## TEXT
↓

CAUSE OF ACTION FILES DATA QUALITY COMPLAINT AGAINST NATIONAL PARK SERVICE

Faulty, Inaccurate, and Misleading Information Being Used to Shut Down California Family Business

 

WASHINGTON – Cause of Action, a nonprofit dedicated to fighting federal overreach, today filed a Data Quality Act complaint before the National Park Service for its intentional use of inaccurate, nontransparent, and deliberately misleading information in an attempt to deny a renewable permit to a California family business for use of national park territory.

 

When Kevin and Nancy Lunny’s permit, which allows their family business, Drakes Bay Oyster Company (DBOC), to farm oysters in the Point Reyes National Seashore, expires in November, over two dozen Californians will lose their jobs, and DBOC, which has been operating for many years, will be forced to shut down, thereby cutting off a substantial amount of the Bay Area’s commercial oyster supply.

 

“The National Park Service should not be allowed to get away with using bad data to justify closing a small business,” said Amber Abbasi, chief regulatory counsel at Cause of Action. “The evidence clearly shows how NPS, despite being called out by another federal agency and a credible member of the National Academy of Sciences, is using junk science to bully a family business into shutting down. We’ve sent a complaint to the NPS urging them to adhere to their own information-quality standards for the use of scientific information and correct the Final Environmental Impact Statement. NPS needs to make clear that a neutral scientific analysis reveals that DBOC does not adversely impact the environment in Drakes Estero.”

 

Cause of Action filed the Data Quality Act Complaint with the National Park Service (NPS) on behalf of the Lunnys as well as National Academy of Sciences member and former Evan Rauch Chair of Neurobiology at the University of California Dr. Corey Goodman, who found substantial inaccuracies in the National Park Service, Draft Environmental Impact Statement: Drakes Bay Oyster Company Special Use Permit (DEIS) and the March 2012 Atkins Peer Review Report put out by NPS.

↑

## ENTRIES SHOWN
↓

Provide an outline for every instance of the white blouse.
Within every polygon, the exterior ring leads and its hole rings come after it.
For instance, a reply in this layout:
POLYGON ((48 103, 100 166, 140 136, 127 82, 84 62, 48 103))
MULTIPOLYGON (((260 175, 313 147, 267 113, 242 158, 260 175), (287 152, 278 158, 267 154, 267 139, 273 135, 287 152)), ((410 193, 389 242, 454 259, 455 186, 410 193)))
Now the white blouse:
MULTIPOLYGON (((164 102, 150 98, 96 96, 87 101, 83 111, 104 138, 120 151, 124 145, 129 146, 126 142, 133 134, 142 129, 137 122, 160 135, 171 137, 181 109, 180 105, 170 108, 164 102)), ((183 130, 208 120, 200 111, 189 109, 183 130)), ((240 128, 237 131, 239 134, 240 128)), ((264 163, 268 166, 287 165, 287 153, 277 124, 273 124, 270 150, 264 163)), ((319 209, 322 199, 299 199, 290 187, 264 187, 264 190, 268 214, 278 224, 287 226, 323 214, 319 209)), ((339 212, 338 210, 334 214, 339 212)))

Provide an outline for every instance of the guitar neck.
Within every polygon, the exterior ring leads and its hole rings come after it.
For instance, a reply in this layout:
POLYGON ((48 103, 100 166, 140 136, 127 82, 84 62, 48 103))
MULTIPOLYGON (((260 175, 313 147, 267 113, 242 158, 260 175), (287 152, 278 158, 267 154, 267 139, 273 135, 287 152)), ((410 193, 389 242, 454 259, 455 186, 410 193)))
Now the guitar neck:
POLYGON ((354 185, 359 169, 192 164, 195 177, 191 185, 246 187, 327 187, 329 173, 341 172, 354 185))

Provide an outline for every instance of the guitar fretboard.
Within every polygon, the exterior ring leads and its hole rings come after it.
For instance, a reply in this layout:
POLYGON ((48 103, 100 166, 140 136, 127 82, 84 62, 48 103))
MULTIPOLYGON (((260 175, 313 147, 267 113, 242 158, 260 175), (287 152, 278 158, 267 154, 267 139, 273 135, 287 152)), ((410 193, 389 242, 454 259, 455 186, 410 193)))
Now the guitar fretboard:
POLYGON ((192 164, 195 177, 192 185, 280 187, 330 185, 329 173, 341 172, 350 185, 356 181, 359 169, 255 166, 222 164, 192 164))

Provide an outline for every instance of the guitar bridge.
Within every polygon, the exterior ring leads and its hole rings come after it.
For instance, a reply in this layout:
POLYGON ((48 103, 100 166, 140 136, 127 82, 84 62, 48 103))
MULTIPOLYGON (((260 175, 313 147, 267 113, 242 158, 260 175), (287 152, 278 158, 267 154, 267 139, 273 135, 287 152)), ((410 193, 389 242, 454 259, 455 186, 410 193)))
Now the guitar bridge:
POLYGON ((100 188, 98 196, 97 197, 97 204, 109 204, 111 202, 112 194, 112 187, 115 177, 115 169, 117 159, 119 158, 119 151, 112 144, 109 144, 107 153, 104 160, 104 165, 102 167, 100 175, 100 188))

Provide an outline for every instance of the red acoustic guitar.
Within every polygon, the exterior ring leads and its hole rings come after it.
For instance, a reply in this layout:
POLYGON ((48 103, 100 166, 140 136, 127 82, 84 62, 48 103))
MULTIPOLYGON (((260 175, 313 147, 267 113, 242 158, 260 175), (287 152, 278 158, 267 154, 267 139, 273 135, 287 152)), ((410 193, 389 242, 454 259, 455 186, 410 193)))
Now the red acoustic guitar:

↑

## LIST OF TASKS
a) Reproduce word for word the part of the text on Cause of Action's complaint against the National Park Service, everything from "WASHINGTON – Cause" down to "national park territory.".
b) Write the next part of the text on Cause of Action's complaint against the National Park Service, picking up right after its final sentence.

## SOLVED PROBLEMS
a)
WASHINGTON – Cause of Action, a nonprofit dedicated to fighting federal overreach, today filed a Data Quality Act complaint before the National Park Service for its intentional use of inaccurate, nontransparent, and deliberately misleading information in an attempt to deny a renewable permit to a California family business for use of national park territory.

b)
Among the examples of inaccurate data NPS used against DBOC are the following:

 

NPS Claim: DBOC Causes a “Major Impact” to Soundscape.

Facts: NPS never took on-site measurements of noise generated by DBOC’s equipment. Instead, the DEIS used data from an obscure 1995 study, claiming this data was “representative” of noise generated by DBOC’s equipment in 2012.

  • DBOC uses a 20 horsepower (HP) and a 40 HP oyster boat.
  • But NPS cited fast high-horsepower racing and police patrol boats and 70 HP-plus jet skis operating at full throttle off of the New Jersey coast.

NPS Claim: DBOC Causes an “Adverse Impact” to Harbor Seals, Birds and Bird Habitat, or Visitor Experience and Recreation.

Facts:

  • NPS ignores its own 281,000 time- and date-stamped photographs taken over a three-year period, none of which indicate that DBOC has an impact on Drakes Estero’s harbor seal colony.
  • NPS does not discuss highly probative, credible data—including on-site sound recordings captured by a sophisticated government microphone; NPS photographs, video recordings, and detailed logs; and GPS data—that contradict factual statements, data, and analysis in the DEIS.

 

Additionally, at least one other federal agency has found that the NPS has misused science to advance the public policy goals of certain NPS employees:

  • NPS’s improper treatment of those photographs was the subject of an investigation by the Department of the Interior that resulted in a finding of “administrative misconduct.”